Stated task 1: In the Bigtable notes, rewrite the paragraph beginning "The underlying storage for sstables is GFS" as a short bulleted list that keeps its main facts.
Stated task 2: Return, word for word, the part of the Bigtable notes that opens with the words containing "The controller regulates" and closes with "in tablet servers.".

Document extract:
★ ★ ★

‹ Notes

Notes on Google Bigtable.

Paper

Overview.

  • Google Bigtable - a horizontally-scalable multidimensional sorted map.
    • API allows users to write rows with a unique key, and a set of columns. Tables are sorted by key and queryable with the basic operators (e.g. equality, lt, gt).
  • The key feature of Bigtable is its horizontal scalability.
    • Let’s use the example of an English dictionary for our database table. The keys are the words, the values are the definitions.
    • When we add more words, the dictionary might become too large for a single node to host. So we split the table into two halves - these are called tablets.
    • A tablet covers a key range. So for example, entries A-L are stored in tablet #1, and entries M-Z are stored in tablet #2. This covers the entire keyspace of A-Z.
    • Tablets have a fixed capacity, and get split when they become too large. For example, if we added 10K new words beginning with A to tablet #1, it might become over capacity and get split. Splitting would produce new tablets, each with smaller key ranges - e.g. tablet #1 of [Aa, Ae], tablet #2 of [Ae, L], and tablet #3 would remain as [L, Z].
    • Now that we can partition work into equal-sized workloads, it is simple to distribute.
  • Network architecture:
    • The Bigtable network is organised into tablet nodes and a master node. The master node assigns tablets to tablet servers, and tablet servers are responsible for serving reads and writes.
    • A tablet is only owned by one tablet server. Writes to tablets are atomic, and it is straightforward to implement mutable data this way.
    • The Bigtable client libraries automatically handle routing read/writes to the correct tablet servers, based on the tablet identified as being read/written.
  • Summary:
    • Tables are split into tablets, the basic unit of load balancing. Tablets have a fixed capacity and cover a key range.
    • The master node is responsible for assigning tablets to tablet servers, detecting the addition and expiration of tablet servers, and balancing tablet-server load (splitting/merging tablets).

Database storage.

Log structured merge tree (memtable, sstable) is used on tablet servers.

The underlying storage for sstables is GFS. Tablet servers store their data in /gfs/tablets/<id>/x.dat. Upon tablet server failure, another tablet server can start and read from this log. GFS provides the durability of data across failures.

Consistency.

  • Master role is kept on Chubby (single lock)
  • Master state is kept on Chubby (strongly consistent)
    • Master state is the tablet location hierarchy.
    • They use something like a B+Tree so that the master looks up the initial locations through Chubby, which then point to sublocations, etc.
  • Master and tablet servers are strongly consistent - only a single node.
  • Failures: if master dies, chubby lock released, another node takes it.

Node roles.

  • Tablet node - responsible for serving read and write requests to a specified tablet.
  • Master node - responsible for:
    • assigning tablets to tablet servers,
    • detecting the addition and expiration of tablet servers,
    • balancing tablet-server load

Master.

The controller regulates the state:

  • partitioning tables into tablets, splitting/merging tablets when they get too large/small.
  • assigning tablets to tablet servers.
  • detecting failures in tablet servers.

Algorithm.

  • handle events:
    • new tablet server
      • assign tablets
    • tablet server liveness changes - dies
      • re-assign tablets
    • tablet.size ≥ 70% max capacity:
      • split tablet.
      • assign tablets.
    • tablet.size ≤ 20% max capacity:
      • merge tablet.
      • assign tablets.
    • create table
  • mechanisms
    • tablet server liveness
      • challenge on-chain for latest state, store it for later and slash if incorrect
    • getting tablet size
      • tablet servers self-report this to master when it hits upper/lower thresholds.

Tablet server.

  • tablets
    • handle writes of rows (append, mutate)
    • handle reads of rows
  • heartbeat to master
    • report load (for all tablets, each size)
  • handle master instructions
    • split:
      • mark old tablet as read only
      • create 2 new tablets
      • copy rows to the new smaller tablet
    • merge:
      • opposite of split

★ ★ ★

Given records:
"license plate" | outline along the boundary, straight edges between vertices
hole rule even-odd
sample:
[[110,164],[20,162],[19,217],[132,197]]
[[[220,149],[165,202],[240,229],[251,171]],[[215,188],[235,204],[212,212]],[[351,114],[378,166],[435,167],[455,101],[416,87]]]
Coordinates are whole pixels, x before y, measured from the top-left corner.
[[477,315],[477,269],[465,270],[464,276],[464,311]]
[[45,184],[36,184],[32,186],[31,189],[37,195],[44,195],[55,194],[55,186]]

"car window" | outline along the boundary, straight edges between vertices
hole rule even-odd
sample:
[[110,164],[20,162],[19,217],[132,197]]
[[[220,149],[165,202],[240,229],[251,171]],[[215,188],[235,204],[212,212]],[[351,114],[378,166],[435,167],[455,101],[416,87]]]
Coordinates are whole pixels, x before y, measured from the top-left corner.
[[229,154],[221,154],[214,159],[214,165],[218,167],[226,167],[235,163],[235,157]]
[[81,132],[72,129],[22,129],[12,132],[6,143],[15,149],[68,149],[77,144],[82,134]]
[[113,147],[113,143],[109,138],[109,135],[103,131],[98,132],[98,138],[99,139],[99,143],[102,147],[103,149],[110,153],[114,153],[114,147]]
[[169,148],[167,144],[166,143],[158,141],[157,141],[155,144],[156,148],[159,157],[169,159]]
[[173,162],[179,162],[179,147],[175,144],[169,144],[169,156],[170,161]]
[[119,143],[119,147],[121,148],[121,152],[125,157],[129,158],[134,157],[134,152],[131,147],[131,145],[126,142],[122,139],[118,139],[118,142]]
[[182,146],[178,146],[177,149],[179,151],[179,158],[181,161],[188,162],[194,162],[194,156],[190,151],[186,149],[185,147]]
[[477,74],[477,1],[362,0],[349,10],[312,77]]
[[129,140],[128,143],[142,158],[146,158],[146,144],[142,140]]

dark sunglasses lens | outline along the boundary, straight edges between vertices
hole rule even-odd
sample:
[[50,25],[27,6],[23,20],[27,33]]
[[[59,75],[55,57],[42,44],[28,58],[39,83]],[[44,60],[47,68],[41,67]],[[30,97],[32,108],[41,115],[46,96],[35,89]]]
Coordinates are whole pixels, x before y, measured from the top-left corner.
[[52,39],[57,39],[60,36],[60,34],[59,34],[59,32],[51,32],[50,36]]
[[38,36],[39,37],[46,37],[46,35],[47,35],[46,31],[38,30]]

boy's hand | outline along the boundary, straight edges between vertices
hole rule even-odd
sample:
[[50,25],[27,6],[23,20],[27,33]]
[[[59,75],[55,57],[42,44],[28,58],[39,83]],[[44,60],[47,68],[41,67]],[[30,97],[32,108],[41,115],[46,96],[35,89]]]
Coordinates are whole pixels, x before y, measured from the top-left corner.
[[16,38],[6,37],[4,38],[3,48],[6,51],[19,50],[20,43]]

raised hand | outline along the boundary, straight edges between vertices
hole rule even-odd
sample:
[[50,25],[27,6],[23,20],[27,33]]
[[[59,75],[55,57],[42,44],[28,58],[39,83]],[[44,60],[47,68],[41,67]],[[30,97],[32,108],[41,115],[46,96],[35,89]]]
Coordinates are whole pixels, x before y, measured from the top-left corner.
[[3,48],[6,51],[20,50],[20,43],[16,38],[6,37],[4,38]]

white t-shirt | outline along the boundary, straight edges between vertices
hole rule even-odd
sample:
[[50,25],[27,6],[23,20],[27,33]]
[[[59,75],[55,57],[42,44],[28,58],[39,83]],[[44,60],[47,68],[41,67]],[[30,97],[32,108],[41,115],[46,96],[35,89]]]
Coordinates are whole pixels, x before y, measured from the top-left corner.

★ ★ ★

Correct output 1:
- Sstables are stored on GFS.
- Tablet servers keep their data in /gfs/tablets/<id>/x.dat.
- If a tablet server fails, another tablet server can start and read from this log.
- GFS keeps data durable across failures.

Correct output 2:
The controller regulates the state:

  • partitioning tables into tablets, splitting/merging tablets when they get too large/small.
  • assigning tablets to tablet servers.
  • detecting failures in tablet servers.